Wednesday, June 4, 2008

Pee-pee party

I wish we could have a pee-pee party. Boy, do I wish. If I could pay someone to do this potty training thing for me I would put another mortgage on the house. Just shortly after we started to potty train Treyton (which has been .178% effective, by the way), he came up with an interesting excuse for not going potty in the potty. By the way, I wonder how many times a day I say that? "potty in the potty....potty in the potty....potty in the potty" His imagination is rather impressive. He told us that the potties weren't coming out because they were watching a movie. Nice one, T-man. Call them Siskel and Eibert (sp?) as they're always tied up in the theater down under. My only redeeming thought is this: Drug addicts that don't take care of their children one bit somehow manage to get potty trained. I'd just rather throw the whole thing out of the window. Maybe that stupid potty could become a nice bird bath.
------------------------------------------------------------
**What to work on:** Reproduce the potty-training blog post above word for word, from its date line through its final sentence.

**Data:**
------------------------------------------------------------
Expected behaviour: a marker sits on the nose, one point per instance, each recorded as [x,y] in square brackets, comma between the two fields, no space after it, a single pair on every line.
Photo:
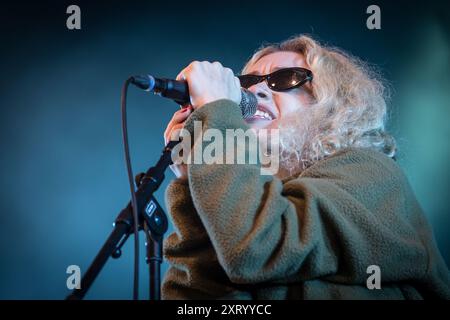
------------------------------------------------------------
**Result of the exercise:**
Wednesday, June 4, 2008

Pee-pee party

I wish we could have a pee-pee party. Boy, do I wish. If I could pay someone to do this potty training thing for me I would put another mortgage on the house. Just shortly after we started to potty train Treyton (which has been .178% effective, by the way), he came up with an interesting excuse for not going potty in the potty. By the way, I wonder how many times a day I say that? "potty in the potty....potty in the potty....potty in the potty" His imagination is rather impressive. He told us that the potties weren't coming out because they were watching a movie. Nice one, T-man. Call them Siskel and Eibert (sp?) as they're always tied up in the theater down under. My only redeeming thought is this: Drug addicts that don't take care of their children one bit somehow manage to get potty trained. I'd just rather throw the whole thing out of the window. Maybe that stupid potty could become a nice bird bath.